The control system 40 may include one or more controllers 42, 44 that may be provided at separate locations of the aircraft 1. For instance, aircraft controller(s) 42, or avionics controller(s), which may include a flight management computer and a flight control computer, may be located inside or near a cabin of the aircraft 1. Engine controller(s) 44, for example an electronic engine controller (EEC) which may be a full authority digital engine controller (FADEC), may be located onboard the engine 10. The aircraft 1 also comprises a thrust control input device 50, typically provided in the form of one or more thrust levers (or power levers), that is electronically coupled to the engine 10 via the control system 40. The thrust control input device 50 can be used to selectively, at least under certain circumstances, send an input signal (such as a signal indicative of a Power Lever Angle (PLA)) to the engine 10 to demand the production of thrust or reverse thrust. Also provided on the aircraft 1 are sensors 60 capable of monitoring aircraft system(s). The sensors 60 that are capable of generating signals indicative of aircraft position, aircraft flight status (i.e., on-ground or in-flight), aircraft flight dynamics, and/or operational status of corresponding aircraft systems or devices may be referred to as aircraft sensors 62. The aircraft sensors 62 may include at least one reverse thrust demand sensor 62a that is configured for detecting whether the thrust control input device 50 is in a position associated with a reverse thrust demand. The reverse thrust demand sensor 62a may for example be a switch that is arranged relative to a lever of the thrust control input device 50 to be in an active state when the lever is in a position associated with a reverse thrust demand and in an inactive state in any other position. In implementations in which the lever can be used to selectively demand forward thrust and reverse thrust, the reverse thrust demand sensor 62a may be in the inactive state when the lever is either in a neutral/idle position or in any position associated with a forward thrust demand. In implementations in which the lever is dedicated to reverse thrust, the reverse thrust demand sensor 62a may be in the inactive state when the lever is in an off position, and in the active state when the lever is in any other position.

_ _ _

Problems:
[1] According to the aircraft thrust control passage, in what form is the thrust control input device 50 typically provided?
[2] For each statement, say whether it agrees with the aircraft thrust control passage, answering yes or no and quoting the deciding words: (a) Engine controller(s) 44 may be located onboard the engine 10. (b) The thrust control input device 50 is mechanically coupled to the engine 10. (c) When the lever is dedicated to reverse thrust, the reverse thrust demand sensor 62a may be in the active state when the lever is in an off position.
[3] Resume the aircraft thrust control passage, starting after its final sentence.
The material after this point is unrelated to the aircraft thrust control passage.

Recorded data:
_ _ _

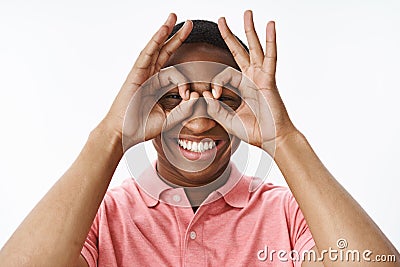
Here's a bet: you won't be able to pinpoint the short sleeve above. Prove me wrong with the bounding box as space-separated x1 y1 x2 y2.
288 194 315 267
81 209 100 267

_ _ _

Per-task answers:
[1] One or more thrust levers (or power levers).

[2]
(a) Yes: "Engine controller(s) 44, for example an electronic engine controller (EEC) which may be a full authority digital engine controller (FADEC), may be located onboard the engine 10."
(b) No: "that is electronically coupled to the engine 10 via the control system 40."
(c) No: "the reverse thrust demand sensor 62a may be in the inactive state when the lever is in an off position, and in the active state when the lever is in any other position."

[3]
Among the sensors 60 are engine sensors 64 that are dedicated to monitoring the engine 10. The engine sensors 64 typically include system reliability sensors 64a, one or more of which may for example be arranged relative to an oil system of the engine 10 to indicate whether the oil pressure supplied by the oil system to hydraulically-operated system(s) of the engine 10 (for example the reverse thrust system 30) is suitable. The engine sensors 64 also typically include performance sensors 64b for monitoring for example rotation speed, pressure and temperature of different engine components. While a given sensor 60 may be dedicated to detecting the aircraft flight status, the aircraft flight status may also be inferred from signals generated by one or more other sensor(s) 60 of the aircraft 1, for example performance sensor(s) 64b. Certain aircraft systems (or components), for example the above-mentioned thrust control input device 50 and/or engine system(s) such as the oil system, may be referred to as trusted systems of the aircraft 1, and the sensors 60 dedicated to monitoring such trusted system(s) may be said to generate so-called operation signal(s) indicative of whether the associated trusted system is operative (i.e., the trusted system is “on” or “active”, in some cases meaning that it operates at least at a certain minimum level) or inoperative (i.e., the trusted system is “off” or “inactive”, in some cases meaning that it operates below the minimum level). For example, the reverse thrust demand sensor 62a may generate such operation signal(s) indicative of whether it is in the active state (i.e., operative) or in the inactive state (i.e., inoperative). As will be described henceforth, in certain typical aircraft, the availability of the reverse thrust system 30 may in some cases be limited due to such operation signal being indicative of a trusted system being inoperative.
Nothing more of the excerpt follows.